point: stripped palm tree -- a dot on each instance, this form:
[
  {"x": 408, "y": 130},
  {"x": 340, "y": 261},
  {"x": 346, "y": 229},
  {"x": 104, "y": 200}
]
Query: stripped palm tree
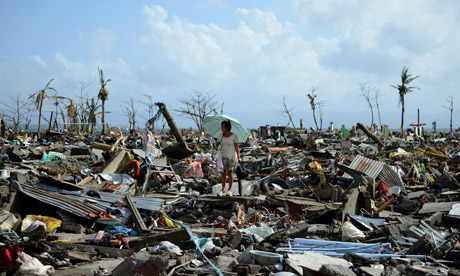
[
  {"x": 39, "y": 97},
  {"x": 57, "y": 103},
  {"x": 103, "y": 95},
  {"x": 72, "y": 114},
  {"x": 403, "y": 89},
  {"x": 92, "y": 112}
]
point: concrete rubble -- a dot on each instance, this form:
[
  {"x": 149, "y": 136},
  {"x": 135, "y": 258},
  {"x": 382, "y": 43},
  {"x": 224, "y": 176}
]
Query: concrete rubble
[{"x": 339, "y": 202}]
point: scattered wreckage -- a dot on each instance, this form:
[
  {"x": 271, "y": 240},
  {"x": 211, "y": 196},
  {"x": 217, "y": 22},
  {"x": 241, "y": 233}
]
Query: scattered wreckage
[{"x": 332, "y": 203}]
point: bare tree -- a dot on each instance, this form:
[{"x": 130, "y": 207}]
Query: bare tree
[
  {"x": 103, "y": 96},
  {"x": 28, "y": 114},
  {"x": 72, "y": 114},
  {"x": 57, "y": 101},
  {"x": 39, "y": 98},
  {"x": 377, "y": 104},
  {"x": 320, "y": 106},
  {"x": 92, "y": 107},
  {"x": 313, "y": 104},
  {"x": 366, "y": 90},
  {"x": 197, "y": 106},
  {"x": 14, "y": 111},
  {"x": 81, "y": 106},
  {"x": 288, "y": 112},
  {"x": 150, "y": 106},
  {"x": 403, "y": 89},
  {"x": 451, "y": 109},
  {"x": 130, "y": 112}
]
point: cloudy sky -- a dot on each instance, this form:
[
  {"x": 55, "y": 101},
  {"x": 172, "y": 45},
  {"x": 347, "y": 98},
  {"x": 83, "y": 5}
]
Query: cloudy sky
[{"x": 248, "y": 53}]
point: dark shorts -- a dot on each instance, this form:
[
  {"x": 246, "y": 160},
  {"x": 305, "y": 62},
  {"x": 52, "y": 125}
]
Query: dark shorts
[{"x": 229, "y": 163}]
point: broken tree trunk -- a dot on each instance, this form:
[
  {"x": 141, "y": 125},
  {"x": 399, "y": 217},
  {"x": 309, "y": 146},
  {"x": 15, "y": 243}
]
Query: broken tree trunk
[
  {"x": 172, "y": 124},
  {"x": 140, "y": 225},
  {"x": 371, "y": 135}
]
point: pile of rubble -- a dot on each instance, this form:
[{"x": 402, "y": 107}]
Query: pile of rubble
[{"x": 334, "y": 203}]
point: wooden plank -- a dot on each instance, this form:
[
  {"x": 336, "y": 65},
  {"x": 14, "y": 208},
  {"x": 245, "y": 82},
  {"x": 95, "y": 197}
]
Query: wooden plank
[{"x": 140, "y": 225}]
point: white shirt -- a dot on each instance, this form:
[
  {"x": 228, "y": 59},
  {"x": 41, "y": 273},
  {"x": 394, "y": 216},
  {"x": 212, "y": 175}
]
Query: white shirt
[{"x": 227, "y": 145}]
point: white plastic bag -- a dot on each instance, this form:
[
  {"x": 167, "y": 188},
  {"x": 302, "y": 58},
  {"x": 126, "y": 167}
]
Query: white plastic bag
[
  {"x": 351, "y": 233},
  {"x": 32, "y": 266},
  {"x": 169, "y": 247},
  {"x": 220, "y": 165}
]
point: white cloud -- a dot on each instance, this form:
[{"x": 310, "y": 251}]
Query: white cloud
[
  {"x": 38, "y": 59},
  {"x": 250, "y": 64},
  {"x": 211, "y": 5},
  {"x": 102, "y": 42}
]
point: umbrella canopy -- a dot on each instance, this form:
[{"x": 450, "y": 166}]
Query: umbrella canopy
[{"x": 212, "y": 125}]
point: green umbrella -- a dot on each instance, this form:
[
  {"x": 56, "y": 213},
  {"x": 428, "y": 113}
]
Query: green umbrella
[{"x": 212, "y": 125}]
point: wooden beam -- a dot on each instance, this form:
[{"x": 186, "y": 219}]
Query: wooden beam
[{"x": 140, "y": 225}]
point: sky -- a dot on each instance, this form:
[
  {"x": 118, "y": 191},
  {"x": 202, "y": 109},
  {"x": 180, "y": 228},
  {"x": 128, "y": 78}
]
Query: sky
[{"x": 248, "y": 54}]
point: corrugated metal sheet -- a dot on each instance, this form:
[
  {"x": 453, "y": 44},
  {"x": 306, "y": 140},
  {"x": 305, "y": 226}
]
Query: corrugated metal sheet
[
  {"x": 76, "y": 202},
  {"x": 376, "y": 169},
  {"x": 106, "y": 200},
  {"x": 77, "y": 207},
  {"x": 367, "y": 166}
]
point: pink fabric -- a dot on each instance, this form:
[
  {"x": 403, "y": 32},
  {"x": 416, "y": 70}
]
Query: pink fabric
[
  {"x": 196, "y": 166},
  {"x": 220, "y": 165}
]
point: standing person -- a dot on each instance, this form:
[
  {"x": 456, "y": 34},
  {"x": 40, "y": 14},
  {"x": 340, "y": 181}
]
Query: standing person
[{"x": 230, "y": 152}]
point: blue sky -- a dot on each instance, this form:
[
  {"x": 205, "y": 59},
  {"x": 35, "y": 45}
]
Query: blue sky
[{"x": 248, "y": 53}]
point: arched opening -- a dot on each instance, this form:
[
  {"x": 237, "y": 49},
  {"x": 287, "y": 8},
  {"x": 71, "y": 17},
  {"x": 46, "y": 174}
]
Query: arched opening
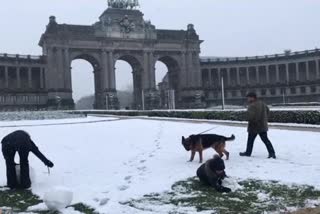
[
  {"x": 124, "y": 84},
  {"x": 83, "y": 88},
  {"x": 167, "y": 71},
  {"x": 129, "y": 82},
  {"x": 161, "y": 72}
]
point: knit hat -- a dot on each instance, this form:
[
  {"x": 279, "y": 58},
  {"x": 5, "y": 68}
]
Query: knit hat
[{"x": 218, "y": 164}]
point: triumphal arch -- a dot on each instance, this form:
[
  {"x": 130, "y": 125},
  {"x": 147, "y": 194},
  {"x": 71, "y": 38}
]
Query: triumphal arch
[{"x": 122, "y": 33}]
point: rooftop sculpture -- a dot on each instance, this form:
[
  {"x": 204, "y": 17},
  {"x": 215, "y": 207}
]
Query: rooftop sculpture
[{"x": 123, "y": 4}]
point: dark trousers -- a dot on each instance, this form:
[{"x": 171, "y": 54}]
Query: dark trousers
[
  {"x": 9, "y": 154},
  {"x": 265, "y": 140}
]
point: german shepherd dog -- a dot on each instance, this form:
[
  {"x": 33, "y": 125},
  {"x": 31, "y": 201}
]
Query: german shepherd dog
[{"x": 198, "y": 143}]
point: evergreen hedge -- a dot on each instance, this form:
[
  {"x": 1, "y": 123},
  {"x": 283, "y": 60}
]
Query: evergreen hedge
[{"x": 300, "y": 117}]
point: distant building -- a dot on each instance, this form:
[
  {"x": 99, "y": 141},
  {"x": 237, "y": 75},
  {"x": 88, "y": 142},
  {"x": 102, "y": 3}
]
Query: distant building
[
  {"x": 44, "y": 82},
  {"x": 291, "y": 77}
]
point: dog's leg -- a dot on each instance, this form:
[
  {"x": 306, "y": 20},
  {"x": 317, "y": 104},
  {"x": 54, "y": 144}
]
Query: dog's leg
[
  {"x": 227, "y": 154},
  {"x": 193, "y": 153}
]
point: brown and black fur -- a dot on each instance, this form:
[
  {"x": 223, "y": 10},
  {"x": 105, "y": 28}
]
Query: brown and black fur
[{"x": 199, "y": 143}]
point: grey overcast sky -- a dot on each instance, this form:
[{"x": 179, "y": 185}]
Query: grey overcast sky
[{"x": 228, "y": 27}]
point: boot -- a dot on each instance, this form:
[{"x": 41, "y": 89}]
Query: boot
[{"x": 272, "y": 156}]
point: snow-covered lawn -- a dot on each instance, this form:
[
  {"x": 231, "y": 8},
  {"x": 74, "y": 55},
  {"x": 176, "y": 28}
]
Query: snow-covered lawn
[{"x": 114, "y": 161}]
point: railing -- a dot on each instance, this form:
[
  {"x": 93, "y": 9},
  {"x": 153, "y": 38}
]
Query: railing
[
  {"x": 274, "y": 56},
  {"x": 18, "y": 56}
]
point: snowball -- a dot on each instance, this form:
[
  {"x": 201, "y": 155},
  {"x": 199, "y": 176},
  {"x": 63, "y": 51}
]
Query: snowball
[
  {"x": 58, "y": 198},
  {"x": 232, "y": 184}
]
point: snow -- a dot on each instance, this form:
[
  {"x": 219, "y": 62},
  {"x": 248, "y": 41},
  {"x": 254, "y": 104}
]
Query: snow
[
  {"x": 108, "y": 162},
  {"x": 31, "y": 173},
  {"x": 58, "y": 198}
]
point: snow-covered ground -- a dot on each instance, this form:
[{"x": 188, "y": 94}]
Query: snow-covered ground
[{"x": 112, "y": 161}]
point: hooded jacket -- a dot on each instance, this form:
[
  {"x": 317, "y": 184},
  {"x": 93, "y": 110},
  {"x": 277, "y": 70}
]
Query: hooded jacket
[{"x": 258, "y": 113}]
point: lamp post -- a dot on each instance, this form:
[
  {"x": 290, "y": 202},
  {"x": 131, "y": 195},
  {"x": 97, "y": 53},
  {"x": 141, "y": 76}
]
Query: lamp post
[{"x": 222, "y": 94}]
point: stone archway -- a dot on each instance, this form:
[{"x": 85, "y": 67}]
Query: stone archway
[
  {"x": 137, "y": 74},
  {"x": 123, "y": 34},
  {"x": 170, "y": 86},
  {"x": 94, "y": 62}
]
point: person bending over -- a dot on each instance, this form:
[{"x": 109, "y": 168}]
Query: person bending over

⁂

Task instructions.
Scan the entries above, and wherever a line holds the string "bending", copy it.

Answer box.
point: person bending over -- a dot on each instance, this form:
Query: person bending over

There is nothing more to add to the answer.